What the exercise asks →
In the post titled "Science, Sequences and God," which equation did the writer use to calculate the amounts of acetic acid and sodium acetate needed for a buffer?

Sunday, July 12, 2009
Science, Sequences and God
I used the Henderson–Hasselbalch equation to calculate the amounts of acetic acid and sodium acetate needed for a certain buffer. When the pH of the solution was taken it was exactly what it should have been. This is the kind of science that the CCS likes. Now consider the human genome project.
After a fortune was spent on the project, and more than a few "leaders" of the sequencing became famous, what do we really have? Has anyone ever truly used it logically? It's a bunch of As Ts Gs and Cs. I originally thought there would be patterns that a computer could pull out that would help us to understand what a gene is. Unfortunately, most people believe they already know what a gene is. The genome project has only resulted in the kind of science the CCS dislikes. You take a finite set and you select a piece of the set that best describes your pre-conceived notion. In the case of the genome project, they selected five people and they began sequencing their DNA. When they were done they said, "wallah, the human genome, now go and cure diseases. But don't ask us how to use this tool." The "how" is science. The sequence is a whole bunch of sequencing machines working day and night.
Another such science is RNAi where you select a set of sequences to knock out a gene. You select the best one. You can't lose.

Dataset content →

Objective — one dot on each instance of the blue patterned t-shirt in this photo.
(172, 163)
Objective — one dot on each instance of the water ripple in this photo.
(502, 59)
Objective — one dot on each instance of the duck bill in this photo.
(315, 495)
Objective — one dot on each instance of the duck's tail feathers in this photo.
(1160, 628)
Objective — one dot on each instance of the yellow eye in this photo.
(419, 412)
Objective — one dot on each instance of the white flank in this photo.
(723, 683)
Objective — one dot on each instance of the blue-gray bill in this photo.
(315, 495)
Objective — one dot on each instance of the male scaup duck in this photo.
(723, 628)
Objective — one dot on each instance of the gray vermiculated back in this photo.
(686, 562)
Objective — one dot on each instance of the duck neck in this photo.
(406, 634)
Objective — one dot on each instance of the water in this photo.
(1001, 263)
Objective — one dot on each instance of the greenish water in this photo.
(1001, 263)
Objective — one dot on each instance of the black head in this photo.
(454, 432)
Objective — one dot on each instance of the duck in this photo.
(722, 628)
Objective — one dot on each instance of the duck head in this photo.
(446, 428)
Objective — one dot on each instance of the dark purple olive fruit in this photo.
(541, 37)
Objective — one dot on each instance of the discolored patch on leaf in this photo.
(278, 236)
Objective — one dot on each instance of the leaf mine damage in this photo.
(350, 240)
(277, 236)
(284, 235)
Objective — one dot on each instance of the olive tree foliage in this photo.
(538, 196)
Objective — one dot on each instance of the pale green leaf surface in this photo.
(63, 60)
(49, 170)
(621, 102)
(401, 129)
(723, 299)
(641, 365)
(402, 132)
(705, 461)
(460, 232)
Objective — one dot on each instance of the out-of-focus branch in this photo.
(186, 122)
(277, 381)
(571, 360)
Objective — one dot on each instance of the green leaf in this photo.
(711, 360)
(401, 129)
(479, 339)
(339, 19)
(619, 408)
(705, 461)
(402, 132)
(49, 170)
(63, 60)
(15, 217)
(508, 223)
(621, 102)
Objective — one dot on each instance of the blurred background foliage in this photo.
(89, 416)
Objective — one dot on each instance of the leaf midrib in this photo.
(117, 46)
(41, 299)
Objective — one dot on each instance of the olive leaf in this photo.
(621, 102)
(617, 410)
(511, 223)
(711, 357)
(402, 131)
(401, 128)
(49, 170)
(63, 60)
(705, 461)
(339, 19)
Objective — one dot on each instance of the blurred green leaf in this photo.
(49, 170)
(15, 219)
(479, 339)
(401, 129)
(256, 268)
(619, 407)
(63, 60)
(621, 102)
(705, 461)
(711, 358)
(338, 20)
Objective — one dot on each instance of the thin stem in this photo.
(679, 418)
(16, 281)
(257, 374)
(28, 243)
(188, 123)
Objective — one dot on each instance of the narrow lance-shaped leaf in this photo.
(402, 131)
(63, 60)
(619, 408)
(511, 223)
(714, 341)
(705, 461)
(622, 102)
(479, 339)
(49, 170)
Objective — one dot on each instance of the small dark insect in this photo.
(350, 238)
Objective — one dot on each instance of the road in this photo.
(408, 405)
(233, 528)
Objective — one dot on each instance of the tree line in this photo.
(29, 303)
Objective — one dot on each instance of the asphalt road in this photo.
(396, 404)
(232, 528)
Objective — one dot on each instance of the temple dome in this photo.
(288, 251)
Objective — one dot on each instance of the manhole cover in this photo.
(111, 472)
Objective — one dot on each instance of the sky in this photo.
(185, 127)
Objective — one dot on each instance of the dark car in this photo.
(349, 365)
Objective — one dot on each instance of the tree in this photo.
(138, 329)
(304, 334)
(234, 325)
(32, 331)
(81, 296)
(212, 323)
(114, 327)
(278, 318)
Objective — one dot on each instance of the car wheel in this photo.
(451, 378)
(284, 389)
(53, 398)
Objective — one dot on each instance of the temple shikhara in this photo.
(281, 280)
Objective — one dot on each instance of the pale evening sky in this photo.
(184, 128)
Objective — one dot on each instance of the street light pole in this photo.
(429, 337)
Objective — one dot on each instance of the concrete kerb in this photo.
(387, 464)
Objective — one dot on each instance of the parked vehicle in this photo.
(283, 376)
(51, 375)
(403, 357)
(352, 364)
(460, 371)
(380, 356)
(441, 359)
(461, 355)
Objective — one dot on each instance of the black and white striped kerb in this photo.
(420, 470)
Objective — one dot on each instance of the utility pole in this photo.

Your solution →
The Henderson–Hasselbalch equation.